(Source document)
# # # #

# Great video on the sex-starved marriage.



## Kahlil Gibran (Jan 27, 2014)

https://www.youtube.com/watch?v=Ep2MAx95m20


----------



## badsanta (Oct 13, 2014)

Hi Kahlil, 

Instead of just posting the link to the video, could you share some personal drama as to why you found this video helpful? Also for those of us in bed that hide ever so quietly under the covers with the faint glow of the computer screen emanating through our ninja-themed comforters, a succinct written review of the video with a few bullet points would be awesome. Otherwise if I have to actually watch the video, the muffled noises of strange people talking in the audio will result in my cat dive bombing me from the bookshelves above. I guess I could wear headphones, but that limits my ability to hear my wife sneaking up to razz me. She likes to quietly come up behind me and suddenly tickle my face with cotton candy. Then she dies laughing at how it makes me very angry and happy all in the same instance. 

Thanks, 
Badsanta


----------



## alexm (Nov 29, 2008)

Thanks for posting. Absolutely fantastic video, brilliant!

(I also agree with BS, though, some context would have been nice while posting the link!)

That said, everybody watch it!


----------



## KendalMintcake (Nov 3, 2012)

Thanks for posting I have been looking for this. Saw it a while ago it's spot on - the whole reversal in the mind seems like the scientific breakthrough of the century
_Posted via Mobile Device_


----------



## Gonecrazy (Oct 12, 2014)

I don't normally tear up while watching videos. This woman's words rang true to me! Great video.


----------



## badsanta (Oct 13, 2014)

...OK, I finally watched the video and it is a good video, but nothing revolutionary. "Just do it" like the Nike commercials so that the LD partner can observe their responsive desire. 

My two cents...

She does talk about how the instance of initiation becomes to associated with rejection and anger, which can cause things to spiral into a nosedive. I think that is an area to pay attention to in a relationship. Initiation should be about fun and spontaneity, and not heavy hearted negotiation and guilt. She dismisses that one partner may not ever be motivated by desire, but needs stimulation first and I disagree. I think it is all about how the ritual of initiation works.

# # # #

(Provided records)
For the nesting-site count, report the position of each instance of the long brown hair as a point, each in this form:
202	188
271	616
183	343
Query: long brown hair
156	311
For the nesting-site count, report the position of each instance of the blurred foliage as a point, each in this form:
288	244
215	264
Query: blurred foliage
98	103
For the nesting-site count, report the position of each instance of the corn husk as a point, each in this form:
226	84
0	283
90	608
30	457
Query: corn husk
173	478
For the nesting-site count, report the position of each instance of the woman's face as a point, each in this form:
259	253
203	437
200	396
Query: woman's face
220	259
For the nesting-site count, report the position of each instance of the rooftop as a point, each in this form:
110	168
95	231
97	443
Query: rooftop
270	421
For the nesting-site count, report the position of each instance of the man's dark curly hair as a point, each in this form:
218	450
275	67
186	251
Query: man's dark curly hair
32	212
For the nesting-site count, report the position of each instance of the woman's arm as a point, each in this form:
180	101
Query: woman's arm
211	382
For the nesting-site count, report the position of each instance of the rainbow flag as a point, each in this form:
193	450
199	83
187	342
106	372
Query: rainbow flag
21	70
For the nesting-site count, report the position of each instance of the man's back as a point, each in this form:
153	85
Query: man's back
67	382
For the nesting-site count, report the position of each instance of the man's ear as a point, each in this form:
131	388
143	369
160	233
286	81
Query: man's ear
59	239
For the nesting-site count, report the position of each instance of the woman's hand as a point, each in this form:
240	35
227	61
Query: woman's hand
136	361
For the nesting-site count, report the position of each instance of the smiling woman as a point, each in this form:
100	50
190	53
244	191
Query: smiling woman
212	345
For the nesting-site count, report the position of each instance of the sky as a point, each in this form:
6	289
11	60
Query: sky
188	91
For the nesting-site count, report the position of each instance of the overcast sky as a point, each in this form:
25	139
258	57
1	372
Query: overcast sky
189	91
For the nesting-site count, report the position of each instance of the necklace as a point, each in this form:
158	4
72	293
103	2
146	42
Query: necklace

# # # #

(Aim) Could you extend the thread about the sex-starved marriage video, picking up right after its final sentence? The material has no connection to the thread about the sex-starved marriage video.

(Response for this exercise)
For example after being married a few decades you learn that one partner perhaps needs a little space to enjoy seducing the other. Especially if it has been the other way around with seduction always originating from the person that is HD. Seduction is "fun" and "playful," and it is also at the heart of sparking the magic of intimacy. So if I am in the mood, I might tell my wife, "gosh my penis feels like it has been run over by a transfer truck, and I doubt he can even stand up, please leave him alone and don't bother him today!" Then her eyes will light up because she if there is one thing she can do easily is give me an erection, so she will start grabbing me. Then I playfully tell her to stop that I pretend to have sever penile injuries that cause sudden and painful inflammation and that she should really leave my penis alone. I'll tell her that there is nothing she can do, that I will definitely not be in the mood. ....now in that description I was actually the one that initiated, but I gave her a "playful" mindset to be the one to try and seduce me. Obviously it is fun for her because she knows she can't fail and she can tease me that all she has to do is poke my eyeball and then I am ready to go, and then she can laugh and say I need to see a doctor because men should not get erections from being poked in the eye!

Other couples in the death spiral of a soured initiation ritual, really just need to learn to laugh and have fun while at the same time giving the other partner space to be fun, seductive, and playful as well. THEN you just do it! 

Cheers,
Badsanta


----------



## alexm (Nov 29, 2008)

badsanta said:


> She dismisses that one partner may not ever be motivated by desire, but needs stimulation first and I disagree. I think it is all about how the ritual of initiation works.
> 
> Badsanta


First-hand experience here - this woman is bang-on. My wife is exactly like this. No thoughts of sex whatsoever, until she's turned on first. THEN comes her desire.

I know this, I think SHE knows this, but it'll be great to show her this video and have an outside source (an expert) confirm that this is possible. As it is now, I think she struggles with believing this is a thing, and she feels (and has said) that she doesn't feel "right". Every other woman she knows has clear and obvious sexual desire first, and she knows she's different. Whenever they sit around and talk about their husbands or Magic Mike or whatever else turns them on, she feels nothing and just smiles and nods. We're in that age group where all her female friends read the Grey books and go see Magic Mike together and all that and then sit around and discuss over a bottle of wine. My wife read them, and saw the movies, and felt absolutely nothing, whereas her friends all chuckle over what they're going to do to their husbands later that night.

The irony is that I probably get my brains screwed out 10x better then their husbands do, but there's no desire for her until she does, and it's like 3 times a month.

Thank god this video exists, because she's the type of person that needs clear and precise confirmation from somebody who knows what they're talking about before she believes it.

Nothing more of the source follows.